Rows pointing to named objects:
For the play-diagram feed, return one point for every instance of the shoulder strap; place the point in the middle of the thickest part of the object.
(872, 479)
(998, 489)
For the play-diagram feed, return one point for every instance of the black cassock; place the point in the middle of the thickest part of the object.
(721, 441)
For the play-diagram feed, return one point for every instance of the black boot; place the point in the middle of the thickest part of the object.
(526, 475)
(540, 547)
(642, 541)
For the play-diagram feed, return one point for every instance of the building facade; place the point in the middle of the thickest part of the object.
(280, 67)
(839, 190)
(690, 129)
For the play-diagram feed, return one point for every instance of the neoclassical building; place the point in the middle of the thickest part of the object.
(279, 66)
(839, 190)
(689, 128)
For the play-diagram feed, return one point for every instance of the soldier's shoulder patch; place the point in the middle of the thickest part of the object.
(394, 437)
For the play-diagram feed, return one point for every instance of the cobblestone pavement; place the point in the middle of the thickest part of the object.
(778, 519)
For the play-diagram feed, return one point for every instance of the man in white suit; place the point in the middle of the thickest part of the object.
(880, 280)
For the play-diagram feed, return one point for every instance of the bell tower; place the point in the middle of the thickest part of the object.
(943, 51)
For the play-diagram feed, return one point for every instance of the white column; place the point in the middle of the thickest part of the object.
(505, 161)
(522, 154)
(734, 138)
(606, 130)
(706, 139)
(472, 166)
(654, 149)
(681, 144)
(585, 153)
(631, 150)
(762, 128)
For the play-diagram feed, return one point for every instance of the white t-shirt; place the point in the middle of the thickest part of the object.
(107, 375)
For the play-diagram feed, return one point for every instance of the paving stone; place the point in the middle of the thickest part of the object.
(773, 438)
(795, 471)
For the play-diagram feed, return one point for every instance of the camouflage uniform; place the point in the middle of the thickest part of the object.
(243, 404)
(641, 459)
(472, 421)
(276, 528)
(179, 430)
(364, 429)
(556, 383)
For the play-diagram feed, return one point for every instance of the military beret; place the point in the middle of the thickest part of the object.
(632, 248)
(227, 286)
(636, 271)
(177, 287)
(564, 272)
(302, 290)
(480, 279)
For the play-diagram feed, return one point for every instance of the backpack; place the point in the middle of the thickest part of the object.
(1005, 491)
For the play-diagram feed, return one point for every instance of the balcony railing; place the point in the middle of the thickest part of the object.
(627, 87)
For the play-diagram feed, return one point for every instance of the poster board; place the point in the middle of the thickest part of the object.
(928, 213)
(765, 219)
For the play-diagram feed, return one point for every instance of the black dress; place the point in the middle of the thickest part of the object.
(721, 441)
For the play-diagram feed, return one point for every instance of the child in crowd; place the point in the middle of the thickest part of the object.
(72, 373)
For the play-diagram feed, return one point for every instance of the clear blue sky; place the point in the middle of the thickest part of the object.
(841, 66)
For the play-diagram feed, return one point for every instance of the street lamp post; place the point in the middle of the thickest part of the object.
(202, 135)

■ BRIEF
Reproduce the rows above, starting with the line containing "of the street" and continuing through the final row, requests included. Add -43 to every coordinate in the answers.

■ THE REPLY
For the play-diagram feed, return one point for every instance of the street lamp post; place the point in the middle of the thickest part of the object.
(159, 92)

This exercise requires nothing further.